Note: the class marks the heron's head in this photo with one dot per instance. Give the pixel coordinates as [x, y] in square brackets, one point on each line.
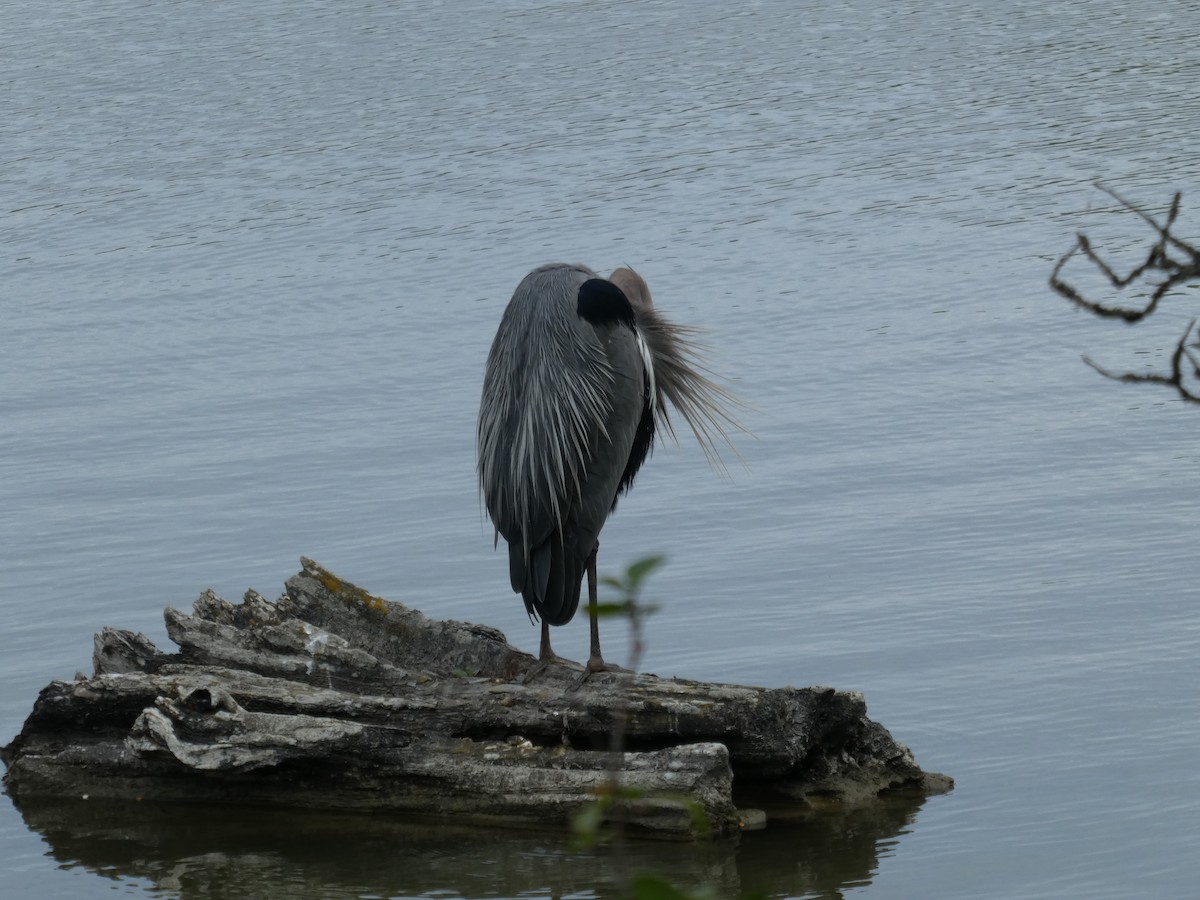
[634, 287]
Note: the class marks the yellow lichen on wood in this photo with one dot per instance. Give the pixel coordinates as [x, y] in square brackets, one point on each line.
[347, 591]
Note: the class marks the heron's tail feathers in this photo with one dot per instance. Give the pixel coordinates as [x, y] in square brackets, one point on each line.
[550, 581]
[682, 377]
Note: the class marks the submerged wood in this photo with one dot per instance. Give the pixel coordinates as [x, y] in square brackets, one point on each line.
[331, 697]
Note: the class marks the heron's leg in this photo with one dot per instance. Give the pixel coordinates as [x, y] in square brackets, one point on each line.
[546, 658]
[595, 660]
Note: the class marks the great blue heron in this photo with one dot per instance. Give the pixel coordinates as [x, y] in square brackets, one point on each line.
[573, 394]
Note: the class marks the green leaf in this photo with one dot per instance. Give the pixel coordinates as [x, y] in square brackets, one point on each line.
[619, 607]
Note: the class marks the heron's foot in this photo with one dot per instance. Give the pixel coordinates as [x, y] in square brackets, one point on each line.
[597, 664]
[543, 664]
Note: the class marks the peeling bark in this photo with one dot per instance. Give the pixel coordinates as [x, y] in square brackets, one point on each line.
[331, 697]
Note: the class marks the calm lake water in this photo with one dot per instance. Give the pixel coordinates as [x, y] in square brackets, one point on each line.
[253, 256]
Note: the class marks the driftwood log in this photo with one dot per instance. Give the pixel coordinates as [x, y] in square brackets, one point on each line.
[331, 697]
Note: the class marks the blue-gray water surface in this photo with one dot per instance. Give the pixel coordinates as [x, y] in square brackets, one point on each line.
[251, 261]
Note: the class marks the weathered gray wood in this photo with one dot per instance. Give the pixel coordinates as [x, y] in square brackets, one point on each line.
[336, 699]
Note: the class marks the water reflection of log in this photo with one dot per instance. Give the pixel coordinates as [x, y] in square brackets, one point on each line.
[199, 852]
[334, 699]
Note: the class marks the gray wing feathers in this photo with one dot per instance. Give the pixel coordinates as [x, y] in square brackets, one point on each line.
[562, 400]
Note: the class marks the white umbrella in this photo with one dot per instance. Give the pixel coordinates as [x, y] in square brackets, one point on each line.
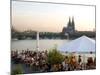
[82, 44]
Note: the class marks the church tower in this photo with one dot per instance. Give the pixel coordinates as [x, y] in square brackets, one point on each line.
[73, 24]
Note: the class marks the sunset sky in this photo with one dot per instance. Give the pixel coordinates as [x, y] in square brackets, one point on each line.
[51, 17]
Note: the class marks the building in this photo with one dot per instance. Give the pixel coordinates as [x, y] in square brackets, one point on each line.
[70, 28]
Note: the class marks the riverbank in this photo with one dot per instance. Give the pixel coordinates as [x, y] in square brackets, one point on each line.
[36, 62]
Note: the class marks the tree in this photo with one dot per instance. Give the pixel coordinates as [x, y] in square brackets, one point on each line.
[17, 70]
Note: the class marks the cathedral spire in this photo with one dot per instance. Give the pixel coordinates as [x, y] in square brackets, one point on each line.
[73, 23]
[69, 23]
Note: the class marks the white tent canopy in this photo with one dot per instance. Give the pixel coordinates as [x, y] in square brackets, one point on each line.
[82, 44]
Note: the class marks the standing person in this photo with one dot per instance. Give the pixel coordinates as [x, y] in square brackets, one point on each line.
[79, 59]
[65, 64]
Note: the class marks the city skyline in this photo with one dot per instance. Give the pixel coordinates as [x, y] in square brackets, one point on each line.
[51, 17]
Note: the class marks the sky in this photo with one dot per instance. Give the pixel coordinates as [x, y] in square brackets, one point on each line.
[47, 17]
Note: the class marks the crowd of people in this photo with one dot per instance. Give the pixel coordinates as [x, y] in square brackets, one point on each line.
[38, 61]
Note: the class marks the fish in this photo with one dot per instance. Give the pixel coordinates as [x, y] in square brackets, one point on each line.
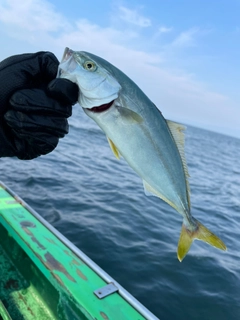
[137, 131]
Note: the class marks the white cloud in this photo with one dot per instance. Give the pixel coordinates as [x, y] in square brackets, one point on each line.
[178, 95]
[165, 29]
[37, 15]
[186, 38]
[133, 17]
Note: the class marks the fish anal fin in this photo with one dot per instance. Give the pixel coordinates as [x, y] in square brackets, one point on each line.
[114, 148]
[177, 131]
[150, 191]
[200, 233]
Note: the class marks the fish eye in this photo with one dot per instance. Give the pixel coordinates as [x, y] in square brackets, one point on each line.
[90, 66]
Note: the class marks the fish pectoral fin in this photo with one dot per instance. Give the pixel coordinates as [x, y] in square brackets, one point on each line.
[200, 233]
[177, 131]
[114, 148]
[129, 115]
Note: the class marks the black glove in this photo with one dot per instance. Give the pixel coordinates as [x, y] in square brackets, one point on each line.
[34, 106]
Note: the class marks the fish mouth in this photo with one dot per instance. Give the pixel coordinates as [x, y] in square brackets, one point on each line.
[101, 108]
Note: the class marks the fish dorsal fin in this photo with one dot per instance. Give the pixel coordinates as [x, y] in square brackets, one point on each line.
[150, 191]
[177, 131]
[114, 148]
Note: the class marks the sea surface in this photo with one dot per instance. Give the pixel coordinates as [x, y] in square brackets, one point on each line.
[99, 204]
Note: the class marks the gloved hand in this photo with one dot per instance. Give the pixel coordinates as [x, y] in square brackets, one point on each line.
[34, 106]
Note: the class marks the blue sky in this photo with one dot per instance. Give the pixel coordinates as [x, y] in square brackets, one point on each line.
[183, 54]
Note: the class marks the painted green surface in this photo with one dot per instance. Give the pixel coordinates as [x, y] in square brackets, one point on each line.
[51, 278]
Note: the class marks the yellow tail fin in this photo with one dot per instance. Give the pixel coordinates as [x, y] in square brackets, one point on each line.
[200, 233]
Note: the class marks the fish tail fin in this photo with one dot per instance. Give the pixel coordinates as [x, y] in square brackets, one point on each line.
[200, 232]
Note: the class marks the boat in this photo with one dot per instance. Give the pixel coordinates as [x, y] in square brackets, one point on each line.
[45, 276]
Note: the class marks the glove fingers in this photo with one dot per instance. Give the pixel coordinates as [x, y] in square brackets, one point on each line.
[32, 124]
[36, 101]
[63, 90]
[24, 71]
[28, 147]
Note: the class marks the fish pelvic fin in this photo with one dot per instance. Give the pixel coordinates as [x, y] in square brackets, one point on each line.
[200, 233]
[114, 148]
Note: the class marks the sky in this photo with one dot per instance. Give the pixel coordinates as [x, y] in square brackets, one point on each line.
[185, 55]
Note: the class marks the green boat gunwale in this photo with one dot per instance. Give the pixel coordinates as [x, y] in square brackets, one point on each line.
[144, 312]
######
SET PROBLEM:
Write the records out once more, exactly as they appear, with no pictures.

RESULT OF THIS TASK:
Note: the class marks the heron's head in this photo with one dot per instance. Give the pixel coordinates as [x, y] in square brackets, one point on each line.
[634, 287]
Note: the class marks the yellow lichen on wood in this photo with one dot per instance. Give the pixel coordinates as [x, y] in square brackets, one point on each line.
[347, 591]
Note: the class marks the heron's tail feathers in this photo with one dot per instance. Give the pixel coordinates as [x, y] in square brackets, one point on each line.
[550, 581]
[682, 377]
Note: the class marks the submerged wood in this photo with one dot per instance. Give the pixel coordinates as [x, y] in square brackets, one point on each line.
[331, 697]
Note: the class marks the heron's leg in this photo with one dot per instance. Give the pixel coordinates as [x, y] in square brackets, one point on each line.
[546, 658]
[595, 660]
Note: the class marks the great blue heron in this photo with one dot per instance. Give the pixel coordinates as [x, y] in square brackets, one point on each line.
[573, 394]
Note: the class marks the green leaf in this photo with one dot per instance. Give the pixel coordinates as [x, y] in square brackets, one point on each line.
[619, 607]
Note: the class marks the heron's foot in this photo with one dot per instance. Give the pixel coordinates as [x, y] in square brackets, one point on each line.
[597, 664]
[543, 664]
Note: the class marks the peeling bark in this photo with one dot per instance. Give the pixel coordinates as [x, y] in square brackets, one point on each line.
[331, 697]
Note: the class marks the calm lake water in this photo with one dot per instance. Give the pixel coordinates as [x, y] in square brackets, one point on each line.
[253, 256]
Note: the class marks the driftwood log in this photo with one dot per instance. Give the pixel coordinates as [x, y] in square brackets, one point on each line.
[331, 697]
Note: the class marks the blue-gray water surface in this photo with one dot per instance. Give the pixel coordinates as [x, y] in square brackets, one point on each line.
[251, 261]
Note: the class marks the weathered gray wood in this photo with one dot per instance. Give the pixel coordinates as [x, y] in square brackets, one point on each line.
[336, 699]
Note: the class marks the water reflection of log in this photo with one dot per instance. Give the pixel coordinates as [x, y] in square brackets, one point on each line.
[199, 852]
[334, 699]
Note: the class marks the gray wing feathers in this photo with one dot per instance. Give the pixel coordinates as [x, y] in square brackets, one point on each line.
[562, 400]
Note: the class marks the white umbrella in this photo with one dot per instance. Give the pixel coordinates as [x, y] in square brackets, one point on each line.
[82, 44]
Note: the class marks the church tower in this photo with one dot per instance. Give the pixel coordinates as [x, y] in square brackets, one point on each line.
[73, 24]
Note: the class marks the sunset sky in this photo with one dot per instance. Give the pixel coordinates as [x, y] in square brackets, one point on each line.
[51, 17]
Note: the class marks the building in this photo with one dot per instance. Give the pixel coordinates as [x, y] in square brackets, one point on each line.
[70, 28]
Note: the class marks the riverbank in this photo with one dot per instance. Give the pixel coordinates as [x, y] in square brackets, one point on each line.
[36, 62]
Note: the class marks the tree in this photo with one dot per instance. Give the pixel coordinates as [x, y] in square brackets, one point on each line.
[17, 70]
Note: the class marks the cathedral spire in this photo with one dot per instance. Give the pixel coordinates as [x, y] in square brackets, one point on each line.
[73, 23]
[69, 23]
Note: the class marks the white tent canopy in this photo with one dot per instance. Give the pixel coordinates as [x, y] in square brackets, one point on each line.
[82, 44]
Note: the class marks the standing person in this photo with one dot per instance. Give the pixel coordinates as [x, y] in square brackets, one point on each line.
[79, 59]
[65, 64]
Note: the class marks the city skyline in this photo with one dot per instance. Give the pixel coordinates as [x, y] in square brackets, one point on each line.
[51, 17]
Note: the class marks the sky in this photo with one dot per instance. Give the pixel coordinates as [x, y] in square brackets, one point on each line.
[47, 17]
Note: the class marks the crowd of people in this photo with one dot per instance. Give the pixel coordinates as [x, y] in square brackets, one point on each line.
[38, 61]
Note: the class marks the fish in this photo with one dot per instance. Give the pixel coordinates as [x, y] in square brackets, one point on each line.
[137, 131]
Note: the class marks the white cloud in this photo with one dot per instance. Give the pixel coordinates as [x, y] in square brackets, one point on each line.
[178, 95]
[165, 29]
[37, 15]
[186, 38]
[133, 17]
Note: the class marks the fish anal fin in this photo with one dot per instance. Give the pixel coordinates as [x, y] in square brackets, one point on each line.
[114, 148]
[177, 131]
[150, 191]
[200, 233]
Note: the class marks the fish eye in this photo with one dot per instance. Give the pixel coordinates as [x, y] in square brackets, one point on each line.
[90, 66]
Note: the class marks the fish pectoral fin in this photo with one dot per instance. Give the pixel coordinates as [x, y] in square brackets, one point on each line.
[200, 233]
[177, 131]
[114, 148]
[129, 115]
Note: the class marks the black glove in this photo with one dot per instance. Give the pixel coordinates as [x, y] in square brackets, one point on each line.
[34, 106]
Note: the class marks the fish mouth in this photo with one dot per instance. Give the pixel coordinates as [x, y] in square brackets, one point on each line.
[101, 108]
Note: the class marks the fish dorsal fin in this photo with one dot per instance. Give the pixel coordinates as [x, y] in square brackets, one point on each line.
[150, 191]
[177, 131]
[114, 148]
Note: the class marks the sea surface in this photo with one dot per instance. Give the pixel coordinates as [x, y] in square brackets, one point on each line.
[99, 204]
Note: the class marks the gloved hand in this photo with one dot per instance. Give the pixel coordinates as [x, y] in square brackets, one point on each line.
[34, 106]
Note: the class marks the blue sky in this photo with one dot per instance. Give the pixel coordinates as [x, y] in square brackets, one point on each line.
[183, 54]
Note: the class marks the painted green surface in this photo with one dot per instance. Give the pixel coordinates as [x, y] in square brackets, one point on each line.
[51, 278]
Note: the class marks the yellow tail fin in this photo with one dot per instance. Give the pixel coordinates as [x, y] in square brackets, one point on each line.
[200, 233]
Note: the class marks the fish tail fin in this photo with one dot per instance. Give the pixel coordinates as [x, y] in square brackets, one point on each line.
[200, 232]
Note: the class marks the boat in this photo with one dot per instance. Give the pixel coordinates as [x, y] in square brackets, one point on each line.
[45, 276]
Note: the class marks the glove fingers in this photo with one dot per instance. Give the pixel coordinates as [x, y] in square brackets, one point on each line.
[32, 124]
[36, 101]
[63, 90]
[24, 71]
[28, 147]
Note: the class marks the fish pelvic fin in this photo with one dot per instance. Give the pixel coordinates as [x, y] in square brackets, one point on each line.
[200, 233]
[114, 148]
Note: the class marks the sky in this photo with one dot per instance. Give the pixel coordinates as [x, y] in square brackets, one point on each line.
[185, 55]
Note: the class marks the green boat gunwale in this photo with one dot per instance. Give the pixel coordinates as [x, y] in square brackets, one point on each line.
[144, 312]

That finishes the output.